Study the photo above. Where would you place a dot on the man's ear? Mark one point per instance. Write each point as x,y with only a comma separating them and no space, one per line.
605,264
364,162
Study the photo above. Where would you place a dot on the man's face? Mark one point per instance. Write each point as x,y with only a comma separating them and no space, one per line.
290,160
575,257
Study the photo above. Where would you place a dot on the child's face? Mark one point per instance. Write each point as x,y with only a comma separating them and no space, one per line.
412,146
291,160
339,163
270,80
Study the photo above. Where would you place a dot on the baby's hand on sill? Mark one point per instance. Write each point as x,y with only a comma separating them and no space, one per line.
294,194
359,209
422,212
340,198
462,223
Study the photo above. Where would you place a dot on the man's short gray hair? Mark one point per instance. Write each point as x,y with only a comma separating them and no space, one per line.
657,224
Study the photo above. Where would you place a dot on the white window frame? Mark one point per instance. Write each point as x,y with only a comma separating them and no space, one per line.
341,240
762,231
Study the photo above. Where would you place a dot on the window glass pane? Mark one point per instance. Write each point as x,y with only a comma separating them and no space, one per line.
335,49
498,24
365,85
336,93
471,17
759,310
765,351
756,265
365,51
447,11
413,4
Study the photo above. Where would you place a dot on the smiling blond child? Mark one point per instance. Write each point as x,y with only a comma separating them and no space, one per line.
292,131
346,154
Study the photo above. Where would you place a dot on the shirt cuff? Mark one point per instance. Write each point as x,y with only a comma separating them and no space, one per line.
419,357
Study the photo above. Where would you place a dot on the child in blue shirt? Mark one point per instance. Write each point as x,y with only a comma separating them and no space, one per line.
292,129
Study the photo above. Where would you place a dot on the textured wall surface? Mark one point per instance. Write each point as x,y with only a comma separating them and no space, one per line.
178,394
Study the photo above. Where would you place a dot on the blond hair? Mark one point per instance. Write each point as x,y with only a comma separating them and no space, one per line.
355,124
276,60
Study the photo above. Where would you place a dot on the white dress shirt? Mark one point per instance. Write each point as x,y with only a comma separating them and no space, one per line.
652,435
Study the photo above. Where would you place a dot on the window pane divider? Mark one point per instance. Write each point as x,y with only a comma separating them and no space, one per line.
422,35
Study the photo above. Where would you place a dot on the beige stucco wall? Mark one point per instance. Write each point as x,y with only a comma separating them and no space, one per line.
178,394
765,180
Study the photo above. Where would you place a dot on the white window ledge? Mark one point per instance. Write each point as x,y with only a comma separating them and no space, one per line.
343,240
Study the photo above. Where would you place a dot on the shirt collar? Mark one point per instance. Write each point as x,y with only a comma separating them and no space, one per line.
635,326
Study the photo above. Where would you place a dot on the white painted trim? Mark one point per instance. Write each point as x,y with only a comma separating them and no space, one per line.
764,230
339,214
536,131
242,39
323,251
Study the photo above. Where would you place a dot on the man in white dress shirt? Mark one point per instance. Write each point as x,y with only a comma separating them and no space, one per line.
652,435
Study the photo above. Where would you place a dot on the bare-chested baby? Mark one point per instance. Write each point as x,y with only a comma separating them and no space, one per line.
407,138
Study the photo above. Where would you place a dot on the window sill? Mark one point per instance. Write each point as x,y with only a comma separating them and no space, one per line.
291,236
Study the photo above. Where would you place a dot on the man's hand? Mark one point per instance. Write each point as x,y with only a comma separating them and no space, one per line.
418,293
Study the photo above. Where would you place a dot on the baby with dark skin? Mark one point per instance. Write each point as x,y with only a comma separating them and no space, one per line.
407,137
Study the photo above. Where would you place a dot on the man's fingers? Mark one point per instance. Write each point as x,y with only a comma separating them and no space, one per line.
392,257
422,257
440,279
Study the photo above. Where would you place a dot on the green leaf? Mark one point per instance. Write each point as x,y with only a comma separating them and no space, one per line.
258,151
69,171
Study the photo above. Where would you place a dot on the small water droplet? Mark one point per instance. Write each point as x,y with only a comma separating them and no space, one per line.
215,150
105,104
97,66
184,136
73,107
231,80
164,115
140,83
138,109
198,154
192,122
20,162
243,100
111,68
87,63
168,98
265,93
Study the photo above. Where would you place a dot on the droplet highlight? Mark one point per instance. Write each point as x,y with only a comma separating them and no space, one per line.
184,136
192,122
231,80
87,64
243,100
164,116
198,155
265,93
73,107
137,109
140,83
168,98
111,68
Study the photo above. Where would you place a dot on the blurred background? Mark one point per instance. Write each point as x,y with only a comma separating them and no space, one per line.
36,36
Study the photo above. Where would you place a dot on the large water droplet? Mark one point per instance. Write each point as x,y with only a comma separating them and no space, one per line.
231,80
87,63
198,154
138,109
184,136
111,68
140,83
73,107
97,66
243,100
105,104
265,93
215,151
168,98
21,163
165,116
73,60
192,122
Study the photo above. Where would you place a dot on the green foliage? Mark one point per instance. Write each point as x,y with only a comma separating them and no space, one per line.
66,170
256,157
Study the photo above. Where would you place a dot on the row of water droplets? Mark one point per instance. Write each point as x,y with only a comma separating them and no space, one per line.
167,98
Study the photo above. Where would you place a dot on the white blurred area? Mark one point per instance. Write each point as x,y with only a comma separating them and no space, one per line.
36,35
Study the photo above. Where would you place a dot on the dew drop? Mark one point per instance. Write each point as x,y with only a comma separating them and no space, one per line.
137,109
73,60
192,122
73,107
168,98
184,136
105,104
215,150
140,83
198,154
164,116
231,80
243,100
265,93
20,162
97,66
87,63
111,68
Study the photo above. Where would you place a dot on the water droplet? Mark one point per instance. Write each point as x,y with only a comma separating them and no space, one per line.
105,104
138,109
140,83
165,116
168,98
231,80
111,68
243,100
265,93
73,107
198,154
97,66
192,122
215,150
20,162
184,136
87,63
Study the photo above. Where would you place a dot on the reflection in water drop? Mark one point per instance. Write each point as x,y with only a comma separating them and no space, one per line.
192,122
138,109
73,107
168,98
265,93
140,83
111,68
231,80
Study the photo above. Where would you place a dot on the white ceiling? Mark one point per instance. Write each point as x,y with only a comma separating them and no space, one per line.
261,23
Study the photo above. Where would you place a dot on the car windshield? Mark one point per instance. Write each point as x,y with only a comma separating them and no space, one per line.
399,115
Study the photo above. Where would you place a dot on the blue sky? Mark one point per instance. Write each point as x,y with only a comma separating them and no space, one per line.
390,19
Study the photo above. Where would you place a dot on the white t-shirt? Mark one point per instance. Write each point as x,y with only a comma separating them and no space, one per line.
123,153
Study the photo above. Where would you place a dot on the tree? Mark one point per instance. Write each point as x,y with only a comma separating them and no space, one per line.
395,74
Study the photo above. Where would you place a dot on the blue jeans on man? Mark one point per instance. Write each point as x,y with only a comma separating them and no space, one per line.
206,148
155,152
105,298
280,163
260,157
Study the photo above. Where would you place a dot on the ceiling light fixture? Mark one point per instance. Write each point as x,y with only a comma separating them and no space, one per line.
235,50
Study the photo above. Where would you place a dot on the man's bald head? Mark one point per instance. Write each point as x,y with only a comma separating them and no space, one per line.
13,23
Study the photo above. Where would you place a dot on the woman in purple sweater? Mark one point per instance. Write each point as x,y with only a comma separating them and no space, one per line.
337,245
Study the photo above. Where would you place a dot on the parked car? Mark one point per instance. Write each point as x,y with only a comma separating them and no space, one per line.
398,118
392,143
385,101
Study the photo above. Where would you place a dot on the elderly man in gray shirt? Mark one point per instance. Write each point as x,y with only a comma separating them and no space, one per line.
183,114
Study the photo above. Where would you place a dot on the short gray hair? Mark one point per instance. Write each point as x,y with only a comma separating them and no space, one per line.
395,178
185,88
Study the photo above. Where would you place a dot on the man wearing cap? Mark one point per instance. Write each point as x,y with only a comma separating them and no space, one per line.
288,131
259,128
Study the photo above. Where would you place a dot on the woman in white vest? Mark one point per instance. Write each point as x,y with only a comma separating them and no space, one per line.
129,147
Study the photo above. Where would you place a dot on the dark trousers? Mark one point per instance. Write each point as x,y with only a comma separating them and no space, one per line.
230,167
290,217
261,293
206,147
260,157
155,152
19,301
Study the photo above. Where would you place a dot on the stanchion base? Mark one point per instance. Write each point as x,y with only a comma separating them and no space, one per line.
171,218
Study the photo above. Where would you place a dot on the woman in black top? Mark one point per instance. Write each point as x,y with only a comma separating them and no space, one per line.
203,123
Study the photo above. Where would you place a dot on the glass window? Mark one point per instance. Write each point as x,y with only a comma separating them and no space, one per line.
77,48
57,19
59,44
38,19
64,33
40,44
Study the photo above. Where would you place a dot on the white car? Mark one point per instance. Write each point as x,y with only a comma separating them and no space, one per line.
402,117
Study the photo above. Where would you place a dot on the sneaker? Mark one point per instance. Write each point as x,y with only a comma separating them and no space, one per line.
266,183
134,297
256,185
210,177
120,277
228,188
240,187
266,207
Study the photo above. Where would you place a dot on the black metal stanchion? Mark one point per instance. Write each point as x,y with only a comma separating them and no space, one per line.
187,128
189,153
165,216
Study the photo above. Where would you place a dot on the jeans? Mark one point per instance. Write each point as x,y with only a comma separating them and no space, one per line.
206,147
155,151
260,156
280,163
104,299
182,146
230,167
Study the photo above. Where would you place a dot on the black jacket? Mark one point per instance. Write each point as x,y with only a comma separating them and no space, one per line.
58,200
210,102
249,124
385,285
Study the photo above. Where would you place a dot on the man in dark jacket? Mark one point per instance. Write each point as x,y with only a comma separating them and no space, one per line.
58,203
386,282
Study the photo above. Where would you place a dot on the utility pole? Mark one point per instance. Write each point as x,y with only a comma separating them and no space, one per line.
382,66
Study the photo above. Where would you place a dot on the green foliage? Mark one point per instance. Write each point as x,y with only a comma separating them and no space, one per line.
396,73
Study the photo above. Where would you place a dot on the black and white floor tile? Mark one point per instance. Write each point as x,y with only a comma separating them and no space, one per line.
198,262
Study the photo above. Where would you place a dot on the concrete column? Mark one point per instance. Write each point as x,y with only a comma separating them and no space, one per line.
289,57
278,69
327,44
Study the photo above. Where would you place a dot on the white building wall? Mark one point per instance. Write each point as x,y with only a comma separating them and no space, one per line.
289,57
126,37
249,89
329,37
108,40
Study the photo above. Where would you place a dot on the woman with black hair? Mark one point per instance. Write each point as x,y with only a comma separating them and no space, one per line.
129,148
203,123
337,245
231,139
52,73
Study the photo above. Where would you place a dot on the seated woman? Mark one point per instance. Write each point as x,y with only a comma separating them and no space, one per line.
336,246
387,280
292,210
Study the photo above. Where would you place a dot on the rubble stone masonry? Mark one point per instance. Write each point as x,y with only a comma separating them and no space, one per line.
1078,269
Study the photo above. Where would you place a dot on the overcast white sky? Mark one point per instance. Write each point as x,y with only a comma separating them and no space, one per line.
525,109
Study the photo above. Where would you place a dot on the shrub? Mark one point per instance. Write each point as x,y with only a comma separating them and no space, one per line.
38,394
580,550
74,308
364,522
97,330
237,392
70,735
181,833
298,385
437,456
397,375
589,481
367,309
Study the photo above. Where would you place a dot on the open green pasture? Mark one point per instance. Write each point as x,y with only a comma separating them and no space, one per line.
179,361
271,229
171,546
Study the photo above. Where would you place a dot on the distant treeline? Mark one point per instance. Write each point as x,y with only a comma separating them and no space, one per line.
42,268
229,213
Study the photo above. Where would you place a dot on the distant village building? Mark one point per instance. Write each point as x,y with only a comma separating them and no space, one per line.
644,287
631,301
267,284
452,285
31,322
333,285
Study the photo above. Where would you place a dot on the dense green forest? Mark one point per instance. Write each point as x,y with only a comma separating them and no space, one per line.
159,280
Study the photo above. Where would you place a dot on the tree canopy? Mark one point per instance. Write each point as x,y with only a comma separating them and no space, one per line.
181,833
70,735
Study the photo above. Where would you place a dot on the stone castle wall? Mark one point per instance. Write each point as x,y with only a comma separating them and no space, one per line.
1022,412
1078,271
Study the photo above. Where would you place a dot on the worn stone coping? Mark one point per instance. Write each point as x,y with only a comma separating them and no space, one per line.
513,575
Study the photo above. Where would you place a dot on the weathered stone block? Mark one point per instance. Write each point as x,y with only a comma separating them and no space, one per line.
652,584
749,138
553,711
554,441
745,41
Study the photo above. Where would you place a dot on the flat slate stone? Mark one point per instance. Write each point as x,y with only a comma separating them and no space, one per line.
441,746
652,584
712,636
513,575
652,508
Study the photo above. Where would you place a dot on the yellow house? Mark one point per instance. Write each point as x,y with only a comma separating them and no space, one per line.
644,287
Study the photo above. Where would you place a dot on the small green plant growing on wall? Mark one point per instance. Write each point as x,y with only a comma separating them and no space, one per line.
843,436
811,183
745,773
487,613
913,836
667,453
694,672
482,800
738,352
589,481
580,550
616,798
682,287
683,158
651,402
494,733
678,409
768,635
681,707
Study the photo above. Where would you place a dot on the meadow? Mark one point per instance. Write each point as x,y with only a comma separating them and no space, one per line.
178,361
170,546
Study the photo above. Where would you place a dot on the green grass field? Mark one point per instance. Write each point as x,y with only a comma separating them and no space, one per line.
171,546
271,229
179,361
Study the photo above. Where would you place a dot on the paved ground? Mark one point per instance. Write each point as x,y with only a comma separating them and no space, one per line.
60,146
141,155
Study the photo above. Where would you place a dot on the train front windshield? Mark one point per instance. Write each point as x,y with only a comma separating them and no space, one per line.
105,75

__________________________________________________

- _To do_: Look above for the line containing "the small green"; copy from it through the last line, exactly, and nothing more.

- _Completed exercise_:
Study the photo above. Where would you place a dot on the small green plant growing on wall? Mark one point per instance. Write each point as x,y with only a comma separating them and no space, one per line.
843,436
811,183
745,773
487,613
913,836
667,453
694,672
482,800
738,352
589,481
580,550
616,798
682,287
683,158
651,402
494,733
678,409
768,635
681,707
Study the photo above. Where would you place a dot on the meadow? Mark one point per instance. Write each point as x,y with only a comma separating them and no space, one per line.
178,361
170,546
Study the photo above. Where would you place a dot on the green grass field? Mark one point per instance. Write each point as x,y with only a comma separating them and no space, one per line.
171,546
271,229
179,361
Study the photo above. Where would you place a dot on the paved ground? Mark one point per instance. Write each point as x,y with only a comma separating them and no space, one per line.
60,146
141,155
Study the photo above. Where would you place a dot on the train front windshield? Mark one point per instance. Write each point as x,y with only a comma separating them and no space, one per line.
105,75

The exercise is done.